→ Activities
a - According to the Michael J. Fox Foundation text, in what year did the foundation begin?
b - Rewrite the Michael J. Fox Foundation text from "The Michael J." up to and including "with payer groups.", renaming "funding dollars" to "grant money".
c - Go on with the Michael J. Fox Foundation text from the point where it stops.

→ Document segment

★ ★ ★ ★

“Patient-centered research” is a buzz phrase in medicine. In fact, there’s a whole institute devoted to the practice, which they define as “research that addresses the questions and concerns most relevant to patients.”
The Michael J. Fox Foundation has put the needs of patients first since our inception in 2000. We devote our funding dollars to the promising projects that will make a difference in the lives of people with Parkinson’s. We foster conversations with regulators like the U.S. Food and Drug Administration, private payers, and government payers like Centers for Medicare & Medicaid Services (CMS) to convey patient priorities. Read about a recent meeting we hosted with payer groups.
Where do we get the information we share on the experience of PD? From you, of course. This summer we asked our email and social communities to take a brief survey on the impact of “off” episodes. With long-term use, Parkinson’s medications lose their efficacy, and symptoms may reappear before it’s time for another dose. We call these fluctuations in motor abilities “on/off” episodes.
Watch our webinar on “on/off” episodes.

★ ★ ★ ★

[Records from a data source]
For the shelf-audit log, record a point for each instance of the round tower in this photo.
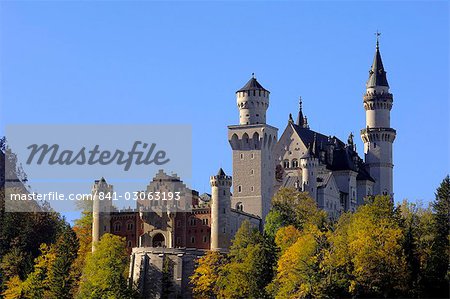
(252, 101)
(378, 136)
(309, 164)
(220, 210)
(101, 208)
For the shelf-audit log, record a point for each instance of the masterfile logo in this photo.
(54, 156)
(68, 159)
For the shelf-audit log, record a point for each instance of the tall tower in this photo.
(309, 164)
(220, 210)
(101, 209)
(253, 142)
(378, 136)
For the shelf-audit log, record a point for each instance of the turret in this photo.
(253, 142)
(101, 208)
(252, 101)
(309, 164)
(220, 210)
(378, 136)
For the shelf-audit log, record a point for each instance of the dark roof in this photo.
(252, 84)
(307, 136)
(342, 160)
(377, 75)
(343, 156)
(363, 174)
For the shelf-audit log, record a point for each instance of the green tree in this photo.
(297, 208)
(104, 275)
(439, 266)
(206, 274)
(249, 269)
(274, 220)
(370, 251)
(299, 272)
(60, 274)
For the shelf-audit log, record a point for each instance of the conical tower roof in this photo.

★ ★ ★ ★

→ Outputs for the tasks
a - 2000

b -
The Michael J. Fox Foundation has put the needs of patients first since our inception in 2000. We devote our grant money to the promising projects that will make a difference in the lives of people with Parkinson’s. We foster conversations with regulators like the U.S. Food and Drug Administration, private payers, and government payers like Centers for Medicare & Medicaid Services (CMS) to convey patient priorities. Read about a recent meeting we hosted with payer groups.

c -
More than 3,000 people with Parkinson’s took our survey, teaching us lots about the lived experience of “off” episodes:
- More than 90 percent of people reported they have at least one “off” episode per day.
- Nearly 65 percent of respondents were “off” for two or more hours per day. More than 20 percent reported “off” greater than four hours.
- Close to half of respondents said their “off” times are moderate to severe, causing them to avoid or stop activities they can perform while “on.”
- The average disability rating was almost twice when describing “off” compared to “on” (see visual below).
These results, as well as patients themselves, have been part of conversations with CMS and payers and with companies working on new therapies to avoid or treat “off” episodes. Statistics like those from this survey of the patient community may influence regulator and payer coverage decisions and help companies guide their research. Read more about some of those treatments in development.
Thank you to all who completed this survey, and we hope if another comes across your inbox or your social feed you’ll help us collect more insight into what it’s like to live with Parkinson’s and where research should focus.